■ **WHAT TO DO**
List every line in the records below that contains the word "bird", matching its case exactly.

■ **RECORD EXCERPTS**
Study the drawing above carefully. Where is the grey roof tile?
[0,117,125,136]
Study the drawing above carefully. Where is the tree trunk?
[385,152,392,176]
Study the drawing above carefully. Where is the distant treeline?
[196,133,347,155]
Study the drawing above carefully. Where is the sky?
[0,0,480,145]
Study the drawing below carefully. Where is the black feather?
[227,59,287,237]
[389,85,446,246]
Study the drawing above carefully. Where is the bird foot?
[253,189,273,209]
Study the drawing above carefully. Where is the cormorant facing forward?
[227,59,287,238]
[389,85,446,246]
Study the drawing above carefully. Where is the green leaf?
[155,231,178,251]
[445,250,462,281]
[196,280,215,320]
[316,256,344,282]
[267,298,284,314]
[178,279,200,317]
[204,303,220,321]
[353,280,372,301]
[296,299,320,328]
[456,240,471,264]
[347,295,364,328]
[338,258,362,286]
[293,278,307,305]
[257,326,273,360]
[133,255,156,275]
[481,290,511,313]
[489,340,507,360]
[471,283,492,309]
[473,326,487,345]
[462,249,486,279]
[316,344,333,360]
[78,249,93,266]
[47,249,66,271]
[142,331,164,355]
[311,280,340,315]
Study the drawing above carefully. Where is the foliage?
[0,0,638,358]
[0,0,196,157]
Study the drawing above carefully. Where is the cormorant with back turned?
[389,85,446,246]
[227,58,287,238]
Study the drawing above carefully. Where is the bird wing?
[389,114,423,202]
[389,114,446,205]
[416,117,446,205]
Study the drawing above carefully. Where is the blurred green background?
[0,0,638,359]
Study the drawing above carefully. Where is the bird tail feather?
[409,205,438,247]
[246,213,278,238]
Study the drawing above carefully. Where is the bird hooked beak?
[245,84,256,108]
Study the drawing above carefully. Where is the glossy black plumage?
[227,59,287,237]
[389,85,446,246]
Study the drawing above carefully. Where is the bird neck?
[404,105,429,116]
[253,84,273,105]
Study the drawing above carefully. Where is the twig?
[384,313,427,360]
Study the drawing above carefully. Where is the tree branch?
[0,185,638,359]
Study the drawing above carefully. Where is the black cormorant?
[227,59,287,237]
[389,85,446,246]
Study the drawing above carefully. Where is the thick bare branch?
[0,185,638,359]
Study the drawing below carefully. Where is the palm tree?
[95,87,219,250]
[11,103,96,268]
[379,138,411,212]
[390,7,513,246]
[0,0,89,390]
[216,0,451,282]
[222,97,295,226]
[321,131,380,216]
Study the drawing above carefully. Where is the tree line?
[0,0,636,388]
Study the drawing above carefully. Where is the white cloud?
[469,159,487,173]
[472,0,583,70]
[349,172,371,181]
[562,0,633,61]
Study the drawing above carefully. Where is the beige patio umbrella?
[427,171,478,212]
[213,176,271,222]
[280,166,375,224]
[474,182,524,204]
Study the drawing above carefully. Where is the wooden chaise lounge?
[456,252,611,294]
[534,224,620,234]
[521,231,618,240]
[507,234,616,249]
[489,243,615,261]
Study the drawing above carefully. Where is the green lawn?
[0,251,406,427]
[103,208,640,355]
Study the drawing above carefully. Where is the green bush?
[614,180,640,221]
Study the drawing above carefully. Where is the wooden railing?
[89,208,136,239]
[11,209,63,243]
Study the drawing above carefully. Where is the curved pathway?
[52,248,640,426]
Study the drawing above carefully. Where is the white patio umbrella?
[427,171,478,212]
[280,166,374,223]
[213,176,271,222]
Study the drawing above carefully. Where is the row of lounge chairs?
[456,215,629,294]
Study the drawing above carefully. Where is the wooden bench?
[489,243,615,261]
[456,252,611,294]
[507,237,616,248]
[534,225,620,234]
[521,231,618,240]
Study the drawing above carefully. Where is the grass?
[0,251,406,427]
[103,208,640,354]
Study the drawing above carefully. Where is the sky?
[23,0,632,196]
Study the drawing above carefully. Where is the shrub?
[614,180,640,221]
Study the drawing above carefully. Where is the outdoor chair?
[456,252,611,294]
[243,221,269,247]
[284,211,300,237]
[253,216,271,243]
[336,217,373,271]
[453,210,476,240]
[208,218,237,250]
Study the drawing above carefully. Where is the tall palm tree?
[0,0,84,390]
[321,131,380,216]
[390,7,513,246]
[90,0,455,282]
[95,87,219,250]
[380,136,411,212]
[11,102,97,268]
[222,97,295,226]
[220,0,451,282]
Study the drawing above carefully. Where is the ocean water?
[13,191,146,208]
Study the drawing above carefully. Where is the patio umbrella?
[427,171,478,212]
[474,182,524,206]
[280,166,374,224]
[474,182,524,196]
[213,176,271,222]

■ **WRITTEN SOLUTION**
Study the drawing above carefully. Where is the bird foot?
Study the drawing above carefully. Where is the bird wing?
Study the drawing above carefully. Where is the bird tail feather?
Study the drawing above carefully. Where is the bird hooked beak?
Study the drawing above carefully. Where is the bird neck?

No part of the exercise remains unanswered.